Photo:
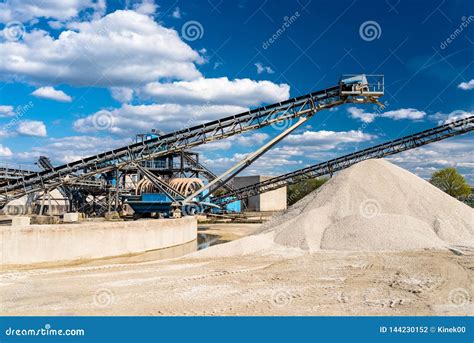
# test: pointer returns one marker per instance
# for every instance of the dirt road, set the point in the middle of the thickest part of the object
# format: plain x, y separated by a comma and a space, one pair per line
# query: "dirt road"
326, 283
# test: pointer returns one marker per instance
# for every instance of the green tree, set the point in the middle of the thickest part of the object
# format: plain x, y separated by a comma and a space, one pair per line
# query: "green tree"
450, 181
299, 190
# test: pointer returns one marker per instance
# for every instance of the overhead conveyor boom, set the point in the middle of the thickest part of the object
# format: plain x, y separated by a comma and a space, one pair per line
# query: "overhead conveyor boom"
396, 146
187, 138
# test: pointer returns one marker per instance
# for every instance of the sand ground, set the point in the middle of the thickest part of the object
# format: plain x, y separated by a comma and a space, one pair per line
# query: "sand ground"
430, 282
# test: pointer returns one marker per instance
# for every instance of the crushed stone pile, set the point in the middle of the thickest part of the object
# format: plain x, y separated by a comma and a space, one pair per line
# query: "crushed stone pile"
371, 206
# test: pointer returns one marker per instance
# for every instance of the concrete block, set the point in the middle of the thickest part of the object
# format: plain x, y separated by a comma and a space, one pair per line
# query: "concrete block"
71, 217
20, 221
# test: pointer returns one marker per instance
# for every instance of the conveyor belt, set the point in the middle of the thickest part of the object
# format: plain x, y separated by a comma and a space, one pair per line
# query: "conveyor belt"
306, 105
396, 146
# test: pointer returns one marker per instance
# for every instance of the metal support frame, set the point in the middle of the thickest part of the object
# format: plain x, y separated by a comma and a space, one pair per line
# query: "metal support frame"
396, 146
183, 139
237, 168
162, 186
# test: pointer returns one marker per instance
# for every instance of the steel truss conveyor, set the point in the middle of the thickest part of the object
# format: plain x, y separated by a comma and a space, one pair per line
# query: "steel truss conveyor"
396, 146
353, 89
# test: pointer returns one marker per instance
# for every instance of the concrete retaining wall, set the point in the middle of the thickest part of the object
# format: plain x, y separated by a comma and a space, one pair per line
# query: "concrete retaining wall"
90, 240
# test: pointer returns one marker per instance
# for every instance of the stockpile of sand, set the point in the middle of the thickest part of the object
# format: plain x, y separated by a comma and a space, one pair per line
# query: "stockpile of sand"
371, 206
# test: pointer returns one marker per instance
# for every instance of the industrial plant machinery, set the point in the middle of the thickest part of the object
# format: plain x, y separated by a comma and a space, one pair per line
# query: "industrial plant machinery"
118, 163
455, 128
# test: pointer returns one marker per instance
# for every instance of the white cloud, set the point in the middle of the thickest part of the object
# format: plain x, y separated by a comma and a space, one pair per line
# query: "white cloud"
52, 94
6, 111
240, 92
176, 13
130, 119
147, 7
402, 113
121, 49
26, 10
122, 94
263, 69
466, 85
5, 151
71, 148
32, 128
326, 140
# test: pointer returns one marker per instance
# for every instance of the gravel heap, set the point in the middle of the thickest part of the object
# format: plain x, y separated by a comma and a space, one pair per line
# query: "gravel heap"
371, 206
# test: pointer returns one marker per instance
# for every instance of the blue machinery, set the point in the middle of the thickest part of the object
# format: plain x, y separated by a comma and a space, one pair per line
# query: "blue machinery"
144, 175
111, 178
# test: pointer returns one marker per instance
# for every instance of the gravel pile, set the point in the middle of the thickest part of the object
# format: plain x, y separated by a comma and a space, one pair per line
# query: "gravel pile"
371, 206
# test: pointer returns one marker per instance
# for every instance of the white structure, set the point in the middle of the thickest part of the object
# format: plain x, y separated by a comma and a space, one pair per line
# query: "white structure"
270, 201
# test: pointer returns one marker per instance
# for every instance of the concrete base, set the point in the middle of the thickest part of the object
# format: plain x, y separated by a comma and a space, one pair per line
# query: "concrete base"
24, 245
44, 220
71, 217
20, 221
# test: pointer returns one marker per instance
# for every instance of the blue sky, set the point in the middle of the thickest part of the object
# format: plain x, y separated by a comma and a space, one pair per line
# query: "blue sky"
83, 76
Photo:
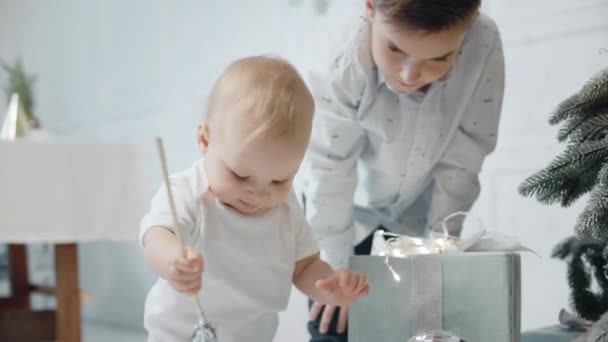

◇ ◇ ◇ ◇ ◇

PROMPT:
Gather every line of the material above that contains the word "blue", and copy each one out in full.

RESULT:
# for every instance of the blue machinery, set the point in the middle of the thickest part of the object
# query: "blue machinery"
# for every instance of the blue sky, set the point in the middle of the thickest part of the object
# query: "blue sky"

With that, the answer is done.